■ Task brief ■
Your answer should consist only of the records, copied exactly, with the images removed.

■ Record extracts ■
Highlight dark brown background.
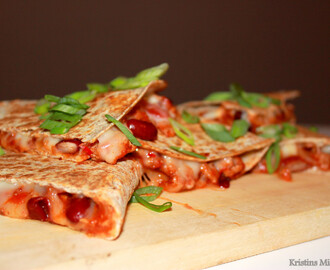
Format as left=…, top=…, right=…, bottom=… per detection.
left=0, top=1, right=329, bottom=124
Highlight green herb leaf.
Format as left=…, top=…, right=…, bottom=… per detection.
left=133, top=192, right=172, bottom=213
left=110, top=63, right=169, bottom=90
left=136, top=63, right=169, bottom=81
left=270, top=98, right=281, bottom=105
left=181, top=110, right=200, bottom=124
left=266, top=142, right=281, bottom=174
left=49, top=125, right=72, bottom=134
left=39, top=93, right=88, bottom=134
left=130, top=186, right=172, bottom=213
left=110, top=78, right=148, bottom=91
left=201, top=123, right=235, bottom=142
left=109, top=77, right=128, bottom=89
left=48, top=112, right=82, bottom=124
left=228, top=83, right=283, bottom=109
left=170, top=146, right=207, bottom=160
left=230, top=83, right=252, bottom=108
left=66, top=90, right=96, bottom=104
left=44, top=94, right=61, bottom=103
left=259, top=133, right=282, bottom=142
left=40, top=119, right=74, bottom=135
left=244, top=93, right=270, bottom=108
left=282, top=123, right=298, bottom=138
left=130, top=186, right=164, bottom=203
left=204, top=92, right=233, bottom=102
left=169, top=118, right=195, bottom=146
left=256, top=124, right=282, bottom=135
left=230, top=120, right=250, bottom=139
left=40, top=119, right=65, bottom=130
left=309, top=126, right=319, bottom=133
left=0, top=147, right=5, bottom=156
left=105, top=114, right=142, bottom=147
left=256, top=124, right=282, bottom=141
left=229, top=83, right=245, bottom=97
left=236, top=96, right=252, bottom=108
left=87, top=83, right=109, bottom=93
left=34, top=99, right=51, bottom=115
left=50, top=104, right=85, bottom=115
left=58, top=97, right=89, bottom=109
left=44, top=95, right=90, bottom=109
left=257, top=123, right=297, bottom=142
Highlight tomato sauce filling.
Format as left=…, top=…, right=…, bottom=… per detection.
left=0, top=183, right=114, bottom=237
left=254, top=143, right=330, bottom=181
left=132, top=148, right=245, bottom=192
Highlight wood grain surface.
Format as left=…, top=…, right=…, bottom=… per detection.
left=0, top=172, right=329, bottom=270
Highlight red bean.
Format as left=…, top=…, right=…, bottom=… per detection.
left=66, top=197, right=91, bottom=223
left=127, top=119, right=158, bottom=141
left=218, top=174, right=231, bottom=189
left=234, top=110, right=242, bottom=120
left=27, top=197, right=50, bottom=221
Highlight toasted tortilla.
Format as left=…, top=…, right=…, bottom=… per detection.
left=241, top=146, right=270, bottom=172
left=178, top=90, right=299, bottom=125
left=0, top=152, right=142, bottom=239
left=265, top=90, right=300, bottom=101
left=0, top=80, right=167, bottom=143
left=138, top=122, right=273, bottom=162
left=178, top=90, right=300, bottom=109
left=280, top=125, right=330, bottom=149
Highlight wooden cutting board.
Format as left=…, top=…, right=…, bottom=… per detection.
left=1, top=172, right=329, bottom=270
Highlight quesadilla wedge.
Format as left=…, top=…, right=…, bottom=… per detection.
left=124, top=97, right=273, bottom=191
left=179, top=88, right=299, bottom=132
left=0, top=80, right=167, bottom=163
left=253, top=126, right=330, bottom=180
left=177, top=85, right=330, bottom=181
left=0, top=152, right=142, bottom=239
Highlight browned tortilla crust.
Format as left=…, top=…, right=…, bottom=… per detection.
left=139, top=123, right=273, bottom=162
left=0, top=80, right=167, bottom=143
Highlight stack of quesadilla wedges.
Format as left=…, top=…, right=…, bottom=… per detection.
left=0, top=78, right=275, bottom=238
left=0, top=66, right=328, bottom=239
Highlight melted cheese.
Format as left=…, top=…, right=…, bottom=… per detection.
left=322, top=145, right=330, bottom=154
left=281, top=143, right=298, bottom=158
left=44, top=136, right=61, bottom=149
left=15, top=134, right=31, bottom=151
left=97, top=128, right=136, bottom=164
left=0, top=182, right=19, bottom=205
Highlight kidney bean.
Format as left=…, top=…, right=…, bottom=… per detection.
left=234, top=110, right=242, bottom=120
left=66, top=197, right=91, bottom=223
left=27, top=197, right=50, bottom=221
left=127, top=119, right=158, bottom=141
left=218, top=174, right=231, bottom=189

■ Result of the task ■
Highlight dark brown background.
Format as left=…, top=…, right=…, bottom=… per detection.
left=0, top=1, right=329, bottom=124
Highlight green herb leaf.
Format as left=…, top=…, right=…, bottom=… per detection.
left=133, top=192, right=172, bottom=213
left=110, top=63, right=169, bottom=90
left=136, top=63, right=169, bottom=81
left=270, top=98, right=281, bottom=105
left=181, top=110, right=200, bottom=124
left=266, top=142, right=281, bottom=174
left=49, top=125, right=72, bottom=134
left=39, top=93, right=88, bottom=134
left=130, top=186, right=172, bottom=213
left=110, top=78, right=148, bottom=91
left=201, top=123, right=235, bottom=142
left=109, top=77, right=128, bottom=89
left=48, top=112, right=82, bottom=124
left=228, top=83, right=283, bottom=109
left=170, top=146, right=207, bottom=160
left=230, top=83, right=252, bottom=108
left=66, top=90, right=96, bottom=104
left=44, top=94, right=61, bottom=103
left=259, top=133, right=282, bottom=142
left=40, top=119, right=74, bottom=135
left=244, top=93, right=270, bottom=108
left=282, top=123, right=298, bottom=138
left=130, top=186, right=164, bottom=203
left=204, top=92, right=233, bottom=102
left=169, top=118, right=195, bottom=146
left=256, top=124, right=282, bottom=135
left=230, top=120, right=250, bottom=139
left=40, top=119, right=65, bottom=130
left=309, top=126, right=319, bottom=133
left=0, top=147, right=5, bottom=156
left=105, top=114, right=142, bottom=147
left=256, top=124, right=282, bottom=141
left=229, top=83, right=245, bottom=97
left=236, top=96, right=252, bottom=108
left=87, top=83, right=109, bottom=93
left=34, top=99, right=51, bottom=115
left=50, top=104, right=85, bottom=115
left=58, top=97, right=89, bottom=109
left=44, top=95, right=90, bottom=109
left=257, top=123, right=297, bottom=142
Highlight tomato sauce filling.
Format as left=…, top=…, right=…, bottom=… per detection.
left=0, top=183, right=114, bottom=237
left=254, top=143, right=330, bottom=181
left=132, top=148, right=245, bottom=192
Highlight wood grain surface.
Format as left=…, top=…, right=…, bottom=… per detection.
left=0, top=172, right=329, bottom=270
Highlight red bean.
Format as left=…, top=…, right=…, bottom=… per detection.
left=66, top=197, right=91, bottom=223
left=127, top=119, right=158, bottom=141
left=218, top=174, right=231, bottom=189
left=234, top=110, right=242, bottom=120
left=27, top=197, right=50, bottom=221
Highlight toasted tortilla.
Format as left=…, top=…, right=…, bottom=… per detection.
left=241, top=146, right=270, bottom=172
left=178, top=90, right=299, bottom=125
left=0, top=152, right=142, bottom=239
left=265, top=90, right=300, bottom=101
left=0, top=80, right=167, bottom=143
left=138, top=122, right=273, bottom=162
left=178, top=90, right=300, bottom=109
left=280, top=125, right=330, bottom=149
Highlight wooden cutting board.
Format as left=…, top=…, right=…, bottom=… per detection.
left=1, top=172, right=329, bottom=270
Highlight quesadilla wedge.
Format as left=…, top=…, right=…, bottom=… per detection.
left=124, top=97, right=273, bottom=191
left=179, top=88, right=299, bottom=132
left=0, top=80, right=167, bottom=163
left=253, top=126, right=330, bottom=180
left=177, top=85, right=330, bottom=181
left=0, top=152, right=142, bottom=239
Highlight browned tortilla crust.
Format as left=…, top=…, right=…, bottom=… per detection.
left=139, top=123, right=273, bottom=162
left=0, top=80, right=167, bottom=143
Highlight stack of quesadilla wedges.
Format as left=…, top=…, right=…, bottom=… per detection.
left=0, top=78, right=275, bottom=238
left=0, top=66, right=328, bottom=239
Highlight melted cheese.
Format as left=…, top=…, right=…, bottom=… per detection.
left=322, top=145, right=330, bottom=154
left=281, top=143, right=298, bottom=158
left=44, top=136, right=61, bottom=149
left=15, top=134, right=31, bottom=151
left=97, top=128, right=136, bottom=164
left=0, top=182, right=19, bottom=205
Highlight kidney bean.
Format as left=…, top=…, right=…, bottom=… per detection.
left=234, top=110, right=242, bottom=120
left=66, top=197, right=91, bottom=223
left=27, top=197, right=50, bottom=221
left=127, top=119, right=158, bottom=141
left=218, top=174, right=231, bottom=189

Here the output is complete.